● Written request
In full and without alteration, repeat the material.

● ● ●

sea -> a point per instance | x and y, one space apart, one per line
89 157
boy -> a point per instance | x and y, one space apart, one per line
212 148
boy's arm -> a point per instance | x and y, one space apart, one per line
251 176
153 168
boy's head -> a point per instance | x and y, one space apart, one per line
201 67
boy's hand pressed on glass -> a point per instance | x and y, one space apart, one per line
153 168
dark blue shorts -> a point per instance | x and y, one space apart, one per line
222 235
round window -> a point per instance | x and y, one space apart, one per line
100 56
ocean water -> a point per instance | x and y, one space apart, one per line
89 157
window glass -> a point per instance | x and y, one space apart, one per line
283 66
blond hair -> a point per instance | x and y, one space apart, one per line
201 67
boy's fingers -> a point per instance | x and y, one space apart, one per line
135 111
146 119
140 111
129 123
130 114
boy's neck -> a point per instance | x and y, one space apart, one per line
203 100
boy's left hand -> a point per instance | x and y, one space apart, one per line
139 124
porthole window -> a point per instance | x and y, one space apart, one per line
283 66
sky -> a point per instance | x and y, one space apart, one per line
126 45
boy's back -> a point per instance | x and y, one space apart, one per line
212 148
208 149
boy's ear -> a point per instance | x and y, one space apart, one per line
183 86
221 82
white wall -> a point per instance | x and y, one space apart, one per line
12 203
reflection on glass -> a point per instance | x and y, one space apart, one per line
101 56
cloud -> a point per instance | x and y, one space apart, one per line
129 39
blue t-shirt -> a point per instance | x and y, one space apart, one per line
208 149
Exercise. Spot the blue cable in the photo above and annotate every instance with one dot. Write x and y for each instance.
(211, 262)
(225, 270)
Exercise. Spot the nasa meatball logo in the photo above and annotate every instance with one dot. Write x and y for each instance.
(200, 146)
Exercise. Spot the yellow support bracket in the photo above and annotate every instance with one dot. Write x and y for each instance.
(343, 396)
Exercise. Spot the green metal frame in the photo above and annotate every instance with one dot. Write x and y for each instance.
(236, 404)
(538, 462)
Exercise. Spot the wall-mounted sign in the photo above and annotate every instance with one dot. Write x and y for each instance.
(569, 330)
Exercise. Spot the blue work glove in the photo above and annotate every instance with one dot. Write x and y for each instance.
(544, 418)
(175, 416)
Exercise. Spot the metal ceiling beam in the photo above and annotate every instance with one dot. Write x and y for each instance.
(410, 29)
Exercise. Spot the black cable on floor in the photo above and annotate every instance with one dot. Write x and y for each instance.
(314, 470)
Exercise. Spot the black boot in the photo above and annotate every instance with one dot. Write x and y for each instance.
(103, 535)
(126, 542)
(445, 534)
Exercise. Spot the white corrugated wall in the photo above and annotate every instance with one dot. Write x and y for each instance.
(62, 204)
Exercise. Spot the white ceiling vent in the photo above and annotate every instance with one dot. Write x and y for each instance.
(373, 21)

● ● ●

● Solution
sea -> a point per instance | x and y, one space apart, one per line
89 157
boy -> a point per instance | x and y, one space apart, one per line
212 148
boy's arm -> a point per instance | x and y, one space apart, one per line
251 176
153 168
boy's head -> a point per instance | x and y, one space apart, one per line
201 67
boy's hand pressed on glass -> a point per instance | x and y, one space apart, one per line
153 168
dark blue shorts -> a point per instance | x and y, one space apart, one per line
222 235
round window -> a point per instance | x and y, one space apart, one per line
100 56
ocean water -> a point per instance | x and y, one space apart, one per line
89 157
window glass -> a point per instance | x and y, one space apart, one per line
283 66
blond hair -> a point per instance | x and y, one space apart, one per line
201 67
boy's fingers -> a point per instance | x and y, one space apart, one per line
135 111
146 119
140 111
129 123
130 114
boy's neck -> a point per instance | x and y, one space apart, one per line
203 100
boy's left hand -> a point per instance | x and y, one space apart, one per line
139 124
porthole window -> a point per instance | x and y, one space apart, one per line
283 66
sky -> a point per instance | x and y, one space apart, one per line
126 45
boy's back -> a point per instance | x and y, one space apart, one per line
212 148
208 149
boy's ear -> a point per instance | x and y, one space apart, one per line
183 86
221 82
white wall -> a point per instance | x and y, one space apart, one per line
12 203
reflection on glass -> a point per instance | x and y, one space apart, one per line
101 56
cloud -> a point per instance | x and y, one space apart, one per line
129 39
blue t-shirt -> a point per instance | x and y, one space apart, one per line
208 149
Exercise. Spot the blue cable in the photo above and annotate every instance with one dot. Write x and y for each instance.
(211, 262)
(225, 270)
Exercise. Spot the nasa meatball logo in the photo above and annotate every instance with one dot. Write x and y for each instance.
(200, 146)
Exercise. Spot the yellow support bracket in the photo above and annotate every instance with one dot. Write x and y for each instance.
(343, 396)
Exercise. Spot the green metal frame in the photo above and annotate every instance with one dot. Write x and y for each instance.
(236, 404)
(538, 462)
Exercise. Spot the wall-mounted sign in the photo above and annotate every instance with one dot. Write x and y for each instance.
(569, 330)
Exercise. Spot the blue work glove in the photo above and annotate every instance with one dot. Write x and y for each instance.
(544, 418)
(175, 416)
Exercise. Spot the metal ceiling beam in the photo above and annotate every instance with one dot. Write x and y for each instance.
(410, 29)
Exercise. Spot the black cable on floor in the photo above and annotate every instance with one dot. Write x and y for each instance.
(314, 470)
Exercise. Spot the black boot in the photo above and annotate every instance with one dot. Write x and y for each instance.
(103, 535)
(126, 542)
(445, 534)
Exercise. Spot the white corrugated wall in the photo above and annotate every instance with one dot. Write x and y for each instance.
(62, 204)
Exercise. Spot the white ceiling vent in the photo above and annotate every instance with one dot. Write x and y for each instance.
(373, 21)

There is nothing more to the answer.